* What the exercise asks *
Duplicate all of the records below line for line, leaving out the pictures.

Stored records
+ + + + + + +
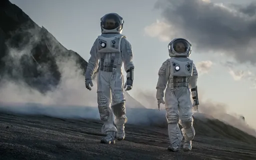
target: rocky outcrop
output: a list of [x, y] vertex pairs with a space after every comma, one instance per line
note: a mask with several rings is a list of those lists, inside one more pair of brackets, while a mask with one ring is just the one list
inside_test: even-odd
[[[22, 80], [44, 93], [58, 86], [62, 66], [70, 62], [84, 74], [87, 62], [84, 58], [8, 0], [0, 1], [0, 22], [4, 22], [0, 23], [0, 82]], [[93, 78], [96, 78], [94, 74]], [[144, 108], [127, 92], [124, 94], [128, 107]]]
[[56, 86], [61, 74], [57, 61], [73, 60], [84, 72], [87, 62], [63, 46], [9, 0], [0, 5], [0, 74], [12, 80], [21, 78], [44, 92]]

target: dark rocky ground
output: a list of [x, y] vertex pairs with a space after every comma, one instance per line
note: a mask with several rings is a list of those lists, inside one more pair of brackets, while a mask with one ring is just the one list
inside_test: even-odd
[[256, 160], [255, 138], [244, 133], [246, 137], [240, 140], [234, 136], [236, 129], [226, 126], [225, 134], [218, 136], [212, 131], [202, 136], [210, 130], [219, 132], [226, 125], [220, 122], [216, 128], [210, 128], [214, 126], [210, 123], [198, 125], [204, 122], [195, 120], [197, 134], [192, 152], [172, 152], [166, 150], [166, 128], [127, 124], [125, 140], [106, 144], [100, 143], [103, 135], [98, 120], [2, 112], [0, 160]]

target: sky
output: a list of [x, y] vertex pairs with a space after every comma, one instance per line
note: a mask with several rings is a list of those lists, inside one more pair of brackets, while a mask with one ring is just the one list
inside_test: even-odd
[[200, 100], [224, 104], [256, 128], [256, 0], [10, 1], [87, 62], [100, 34], [100, 18], [120, 14], [133, 48], [134, 80], [129, 93], [136, 98], [141, 90], [154, 96], [170, 40], [186, 38], [198, 72]]

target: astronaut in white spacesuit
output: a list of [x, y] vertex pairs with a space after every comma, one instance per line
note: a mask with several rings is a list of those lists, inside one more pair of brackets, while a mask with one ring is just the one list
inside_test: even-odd
[[[86, 72], [86, 86], [90, 90], [93, 86], [92, 76], [98, 67], [98, 108], [104, 122], [102, 132], [106, 134], [102, 138], [102, 143], [114, 144], [116, 133], [118, 140], [123, 140], [126, 136], [124, 124], [128, 119], [124, 92], [124, 88], [129, 90], [132, 88], [134, 67], [132, 46], [122, 34], [124, 22], [122, 17], [116, 13], [106, 14], [100, 18], [102, 34], [92, 48]], [[126, 72], [125, 84], [122, 68], [123, 62]]]
[[[160, 104], [165, 104], [170, 143], [168, 150], [178, 151], [184, 136], [183, 149], [190, 151], [192, 150], [192, 140], [195, 135], [192, 108], [192, 106], [199, 104], [198, 72], [193, 61], [188, 58], [192, 51], [192, 46], [188, 41], [184, 38], [175, 38], [168, 44], [168, 48], [170, 58], [162, 64], [158, 72], [156, 88], [158, 107], [160, 110]], [[166, 88], [164, 102], [163, 98]], [[190, 100], [191, 94], [193, 104]], [[178, 123], [182, 128], [183, 136]]]

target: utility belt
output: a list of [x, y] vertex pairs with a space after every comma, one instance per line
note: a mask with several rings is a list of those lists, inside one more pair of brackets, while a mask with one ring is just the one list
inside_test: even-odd
[[122, 68], [121, 65], [118, 65], [111, 62], [104, 62], [103, 64], [100, 64], [99, 66], [100, 70], [108, 72], [121, 70]]
[[174, 76], [172, 80], [168, 84], [168, 88], [180, 86], [188, 86], [188, 77]]

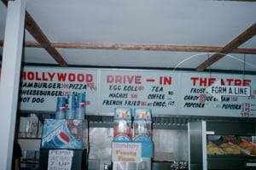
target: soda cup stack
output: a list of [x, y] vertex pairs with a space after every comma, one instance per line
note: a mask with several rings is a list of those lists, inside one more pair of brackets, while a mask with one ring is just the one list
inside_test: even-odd
[[84, 119], [85, 93], [57, 98], [55, 119]]
[[58, 97], [57, 98], [57, 105], [56, 105], [56, 119], [65, 119], [66, 115], [66, 98], [65, 97]]
[[85, 93], [79, 93], [77, 95], [77, 105], [75, 119], [84, 119], [85, 114]]
[[69, 94], [66, 102], [66, 119], [74, 119], [76, 109], [76, 96]]

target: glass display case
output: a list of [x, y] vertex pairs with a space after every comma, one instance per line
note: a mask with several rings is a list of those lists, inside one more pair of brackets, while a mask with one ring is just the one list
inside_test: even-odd
[[256, 168], [256, 122], [200, 121], [189, 122], [189, 169]]

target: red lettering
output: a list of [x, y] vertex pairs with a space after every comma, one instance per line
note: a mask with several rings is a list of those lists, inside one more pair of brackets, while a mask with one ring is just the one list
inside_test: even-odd
[[84, 74], [78, 74], [78, 82], [84, 82]]
[[196, 85], [196, 82], [198, 81], [198, 79], [199, 77], [191, 77], [193, 86]]
[[48, 76], [49, 76], [50, 81], [53, 81], [55, 75], [55, 72], [54, 73], [48, 72]]
[[57, 73], [58, 82], [65, 82], [66, 81], [67, 73]]
[[243, 80], [243, 86], [250, 86], [251, 80], [249, 79], [244, 79]]
[[142, 83], [141, 76], [121, 76], [121, 75], [107, 75], [107, 83]]
[[67, 77], [69, 82], [73, 82], [76, 81], [76, 75], [73, 73], [69, 73]]

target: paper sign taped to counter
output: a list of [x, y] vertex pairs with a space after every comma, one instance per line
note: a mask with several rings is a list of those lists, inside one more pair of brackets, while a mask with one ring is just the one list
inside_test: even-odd
[[73, 150], [50, 150], [48, 157], [49, 170], [71, 170]]

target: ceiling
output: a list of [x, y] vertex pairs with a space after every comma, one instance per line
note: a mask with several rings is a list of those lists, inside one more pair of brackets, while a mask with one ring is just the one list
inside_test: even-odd
[[[256, 74], [255, 1], [26, 2], [26, 65]], [[0, 56], [7, 6], [0, 2]]]

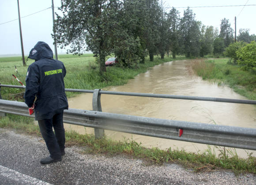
+ + + + + + +
* Output of the task *
target: rocky outcrop
output: a list of [x, y] vertex pairs with a space after every comma, one instance per line
note: a mask with several rings is a list of those lists, inside one more pair of brackets, while a mask with one ring is just the one list
inside_test: even-odd
[[[22, 80], [44, 93], [58, 86], [62, 66], [70, 62], [84, 74], [87, 62], [84, 58], [8, 0], [0, 1], [0, 22], [4, 22], [0, 23], [0, 82]], [[93, 78], [96, 78], [94, 74]], [[144, 108], [127, 92], [124, 94], [128, 107]]]
[[56, 86], [61, 74], [57, 61], [73, 60], [84, 72], [87, 62], [63, 46], [9, 0], [0, 5], [0, 74], [12, 80], [21, 78], [44, 92]]

target: dark rocky ground
output: a list of [x, y] vertex pairs with a space after every comma, one instance per line
note: a mask with several rings is a list of those lists, inside one more pair of brackets, while a mask with one ring is just the one list
inside_test: even-odd
[[256, 160], [255, 138], [244, 133], [246, 137], [240, 140], [234, 136], [236, 129], [226, 126], [225, 134], [218, 136], [212, 131], [202, 136], [210, 130], [219, 132], [226, 125], [220, 122], [216, 128], [210, 128], [214, 126], [210, 123], [198, 125], [204, 122], [195, 120], [197, 134], [192, 152], [172, 152], [166, 150], [166, 128], [127, 124], [125, 140], [106, 144], [100, 143], [103, 135], [98, 120], [2, 112], [0, 160]]

target: sky
output: a list of [x, y] vertex pairs with a space after every comma, one instance per line
note: a mask with several rings is a list of those lists, inside one more pair of brackets, while a mask with one ring is just the one list
inside_test: even-odd
[[200, 100], [224, 104], [256, 128], [256, 0], [10, 1], [87, 62], [100, 34], [100, 18], [120, 14], [133, 48], [134, 80], [129, 93], [136, 98], [141, 90], [154, 96], [170, 40], [186, 38], [198, 72]]

target: astronaut in white spacesuit
output: a list of [x, y] vertex pairs with a space after every comma, one instance per line
note: a mask with several rings is a list of those lists, inside one more pair of brackets, while a mask with one ring is just the one list
inside_test: even-odd
[[[86, 72], [86, 86], [90, 90], [93, 86], [92, 76], [98, 67], [98, 108], [104, 122], [102, 132], [106, 134], [102, 138], [102, 143], [114, 144], [116, 133], [118, 140], [123, 140], [126, 136], [124, 124], [128, 119], [124, 92], [124, 88], [129, 90], [132, 88], [134, 67], [132, 46], [122, 34], [124, 22], [122, 17], [116, 13], [106, 14], [100, 18], [102, 34], [92, 48]], [[126, 72], [125, 84], [122, 68], [123, 62]]]
[[[160, 104], [165, 104], [170, 143], [168, 150], [178, 151], [184, 136], [183, 149], [190, 151], [192, 150], [192, 140], [195, 135], [192, 108], [192, 106], [199, 104], [198, 72], [193, 61], [188, 58], [192, 51], [192, 46], [188, 41], [184, 38], [175, 38], [168, 44], [168, 48], [170, 58], [162, 64], [158, 72], [156, 88], [158, 107], [160, 110]], [[166, 88], [164, 102], [163, 98]], [[190, 100], [191, 94], [193, 104]], [[178, 123], [182, 128], [183, 136]]]

target: utility belt
output: a list of [x, y] vertex pairs with a space after every comma, one instance per line
note: a mask with several rings is a list of those lists, inside one more pair of brackets, while a mask with one ring is just the one list
inside_test: even-odd
[[122, 68], [121, 65], [118, 65], [111, 62], [104, 62], [103, 64], [100, 64], [99, 66], [100, 70], [108, 72], [121, 70]]
[[174, 76], [172, 80], [168, 84], [168, 88], [180, 86], [188, 86], [188, 77]]

target: soda cup stack
output: a list of [x, y] vertex pairs with a space after every comma, one instance per line
note: a mask with several rings is a list of those lists, inside one more pair of brackets, while a mask with one ring is just the one list
inside_test: even-odd
[[84, 119], [85, 93], [57, 98], [55, 119]]
[[58, 97], [57, 98], [57, 105], [56, 105], [56, 119], [65, 119], [66, 115], [66, 98], [65, 97]]
[[85, 93], [79, 93], [77, 95], [77, 105], [75, 119], [84, 119], [85, 114]]
[[69, 94], [66, 102], [66, 119], [74, 119], [76, 109], [76, 96]]

target: glass display case
output: a list of [x, y] vertex pairs with a space after every comma, one instance per line
note: a mask with several rings is a list of those lists, inside one more pair of brackets, while a mask with one ring is just the one list
inside_test: even-odd
[[256, 168], [256, 122], [200, 121], [189, 122], [189, 169]]

target: red lettering
output: a list of [x, y] vertex pairs with a space after every comma, one instance per line
note: a mask with several rings is a list of those lists, inside one more pair of brackets, while a mask with one ring is just the one list
inside_test: even-odd
[[84, 74], [78, 74], [78, 82], [84, 82]]
[[196, 85], [196, 82], [198, 81], [198, 79], [199, 77], [191, 77], [193, 86]]
[[48, 76], [49, 76], [50, 81], [53, 81], [55, 75], [55, 72], [54, 73], [48, 72]]
[[57, 73], [58, 82], [65, 82], [66, 81], [67, 73]]
[[243, 80], [243, 86], [250, 86], [251, 80], [249, 79], [244, 79]]
[[142, 83], [141, 76], [121, 76], [121, 75], [107, 75], [107, 83]]
[[67, 77], [69, 82], [73, 82], [76, 81], [76, 75], [73, 73], [69, 73]]

target: paper sign taped to counter
output: a list of [x, y] vertex pairs with a space after every comma, one instance per line
note: a mask with several rings is a list of those lists, inside one more pair of brackets, while a mask with one ring is just the one list
inside_test: even-odd
[[73, 150], [50, 150], [48, 157], [49, 170], [71, 170]]

target: ceiling
output: a list of [x, y] vertex pairs with a space after every comma, one instance per line
note: a mask with several rings is a list of those lists, inside one more pair of brackets, while a mask with one ring is just the one list
inside_test: even-odd
[[[256, 74], [255, 1], [26, 2], [26, 65]], [[0, 56], [7, 6], [0, 2]]]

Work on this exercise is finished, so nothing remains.